- **AIM OF THE TASK**
Instruction for the data below: set down exactly the lines from the line with "Where can you see the green thistle" to the line with "Write each point like <point>358,245</point>.", inclusive, and no others.

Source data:
#####

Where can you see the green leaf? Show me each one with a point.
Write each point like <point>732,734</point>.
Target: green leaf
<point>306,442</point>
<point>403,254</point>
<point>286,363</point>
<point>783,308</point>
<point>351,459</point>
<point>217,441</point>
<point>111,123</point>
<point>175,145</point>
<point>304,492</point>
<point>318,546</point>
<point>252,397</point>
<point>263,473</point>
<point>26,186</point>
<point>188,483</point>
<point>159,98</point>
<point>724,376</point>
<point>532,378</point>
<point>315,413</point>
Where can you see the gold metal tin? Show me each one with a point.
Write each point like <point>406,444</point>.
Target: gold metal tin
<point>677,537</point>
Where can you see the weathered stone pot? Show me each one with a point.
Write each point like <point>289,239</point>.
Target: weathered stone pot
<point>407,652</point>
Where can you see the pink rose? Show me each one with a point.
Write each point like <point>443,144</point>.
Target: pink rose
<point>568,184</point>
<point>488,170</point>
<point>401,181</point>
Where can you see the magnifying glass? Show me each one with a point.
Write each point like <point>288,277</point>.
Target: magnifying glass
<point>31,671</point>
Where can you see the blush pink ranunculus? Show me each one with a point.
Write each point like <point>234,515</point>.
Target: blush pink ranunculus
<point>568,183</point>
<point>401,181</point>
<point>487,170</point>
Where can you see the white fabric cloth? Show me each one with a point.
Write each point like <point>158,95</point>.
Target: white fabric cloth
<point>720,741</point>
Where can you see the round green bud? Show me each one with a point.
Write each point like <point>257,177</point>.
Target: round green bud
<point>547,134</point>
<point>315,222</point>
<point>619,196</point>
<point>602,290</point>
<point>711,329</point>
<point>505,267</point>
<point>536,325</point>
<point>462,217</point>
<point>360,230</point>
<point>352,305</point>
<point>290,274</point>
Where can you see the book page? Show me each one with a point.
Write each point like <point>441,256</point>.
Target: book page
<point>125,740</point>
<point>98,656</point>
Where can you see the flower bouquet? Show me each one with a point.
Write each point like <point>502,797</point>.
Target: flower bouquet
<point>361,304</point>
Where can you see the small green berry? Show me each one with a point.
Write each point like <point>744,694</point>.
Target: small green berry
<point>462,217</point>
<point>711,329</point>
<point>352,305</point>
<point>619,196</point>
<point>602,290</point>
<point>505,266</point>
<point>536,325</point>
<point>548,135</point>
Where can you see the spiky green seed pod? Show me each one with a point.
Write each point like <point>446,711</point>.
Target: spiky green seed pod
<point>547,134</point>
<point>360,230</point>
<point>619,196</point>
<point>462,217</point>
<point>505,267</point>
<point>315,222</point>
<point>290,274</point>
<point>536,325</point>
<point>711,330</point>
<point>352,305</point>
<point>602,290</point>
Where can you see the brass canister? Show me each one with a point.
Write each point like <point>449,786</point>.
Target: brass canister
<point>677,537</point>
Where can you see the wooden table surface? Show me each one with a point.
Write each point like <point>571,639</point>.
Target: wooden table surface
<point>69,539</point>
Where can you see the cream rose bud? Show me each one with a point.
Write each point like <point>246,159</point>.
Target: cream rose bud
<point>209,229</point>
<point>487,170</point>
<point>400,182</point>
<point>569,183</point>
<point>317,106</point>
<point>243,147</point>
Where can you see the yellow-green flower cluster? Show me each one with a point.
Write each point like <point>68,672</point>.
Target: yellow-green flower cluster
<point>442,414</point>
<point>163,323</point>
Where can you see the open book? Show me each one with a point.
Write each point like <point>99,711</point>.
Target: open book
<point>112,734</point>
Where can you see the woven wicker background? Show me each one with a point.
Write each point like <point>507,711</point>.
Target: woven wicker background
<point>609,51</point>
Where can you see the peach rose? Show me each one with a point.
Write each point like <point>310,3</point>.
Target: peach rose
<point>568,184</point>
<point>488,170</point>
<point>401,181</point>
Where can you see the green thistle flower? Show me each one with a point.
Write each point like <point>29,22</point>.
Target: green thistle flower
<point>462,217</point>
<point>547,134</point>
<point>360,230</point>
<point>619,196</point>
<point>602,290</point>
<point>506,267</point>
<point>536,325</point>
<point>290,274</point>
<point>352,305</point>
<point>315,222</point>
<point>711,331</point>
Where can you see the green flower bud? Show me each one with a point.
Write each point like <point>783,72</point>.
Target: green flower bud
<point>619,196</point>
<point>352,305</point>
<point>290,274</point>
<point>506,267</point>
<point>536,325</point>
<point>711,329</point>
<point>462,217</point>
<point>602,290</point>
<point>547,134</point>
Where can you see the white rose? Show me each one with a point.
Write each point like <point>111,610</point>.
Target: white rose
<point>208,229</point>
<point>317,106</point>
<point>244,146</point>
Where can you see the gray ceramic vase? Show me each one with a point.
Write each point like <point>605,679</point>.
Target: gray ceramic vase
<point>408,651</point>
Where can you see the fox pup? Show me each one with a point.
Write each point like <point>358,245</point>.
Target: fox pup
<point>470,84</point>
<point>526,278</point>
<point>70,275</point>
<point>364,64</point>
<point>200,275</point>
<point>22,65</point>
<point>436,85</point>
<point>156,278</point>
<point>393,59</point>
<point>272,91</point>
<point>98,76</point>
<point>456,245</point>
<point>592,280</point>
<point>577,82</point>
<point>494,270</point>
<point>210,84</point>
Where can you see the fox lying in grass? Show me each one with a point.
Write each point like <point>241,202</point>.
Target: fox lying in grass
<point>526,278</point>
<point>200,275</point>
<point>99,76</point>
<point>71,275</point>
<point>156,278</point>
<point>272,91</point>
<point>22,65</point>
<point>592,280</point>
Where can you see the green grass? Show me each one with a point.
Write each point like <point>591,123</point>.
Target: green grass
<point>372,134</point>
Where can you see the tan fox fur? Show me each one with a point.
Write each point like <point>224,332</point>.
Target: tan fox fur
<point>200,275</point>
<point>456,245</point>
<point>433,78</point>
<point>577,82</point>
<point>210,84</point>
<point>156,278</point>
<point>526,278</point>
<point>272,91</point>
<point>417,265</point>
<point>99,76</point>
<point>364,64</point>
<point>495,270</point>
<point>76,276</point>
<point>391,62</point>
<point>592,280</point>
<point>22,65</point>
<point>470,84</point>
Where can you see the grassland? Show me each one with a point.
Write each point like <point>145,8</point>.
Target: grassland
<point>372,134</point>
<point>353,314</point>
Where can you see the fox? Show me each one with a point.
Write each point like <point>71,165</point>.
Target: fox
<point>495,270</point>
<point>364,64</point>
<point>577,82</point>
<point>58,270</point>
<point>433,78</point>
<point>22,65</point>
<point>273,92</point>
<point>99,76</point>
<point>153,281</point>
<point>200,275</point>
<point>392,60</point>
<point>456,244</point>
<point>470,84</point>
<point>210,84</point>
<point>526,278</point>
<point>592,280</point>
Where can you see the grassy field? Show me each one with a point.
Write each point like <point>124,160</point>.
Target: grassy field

#####

- **WRITTEN RESPONSE**
Where can you see the green thistle flower? Show me each one with a point.
Write each point like <point>29,22</point>.
Target: green thistle flower
<point>462,217</point>
<point>547,134</point>
<point>360,230</point>
<point>619,196</point>
<point>602,290</point>
<point>506,267</point>
<point>536,325</point>
<point>290,274</point>
<point>352,305</point>
<point>315,222</point>
<point>711,331</point>
Where can you see the green flower bud? Show me each one with a point.
Write each point like <point>783,72</point>.
Target: green flower bud
<point>619,196</point>
<point>352,305</point>
<point>290,274</point>
<point>506,267</point>
<point>536,325</point>
<point>711,329</point>
<point>462,217</point>
<point>602,290</point>
<point>547,134</point>
Where can you see the white rose? Show me each one with a point.
Write each point like <point>111,610</point>.
Target: white rose
<point>208,229</point>
<point>317,106</point>
<point>244,146</point>
Where can you see the gray ceramic vase? Show me each one with a point.
Write each point like <point>605,679</point>.
Target: gray ceramic vase
<point>408,651</point>
Where can you see the fox pup? Show me each one with a point.
Write each point like <point>358,245</point>.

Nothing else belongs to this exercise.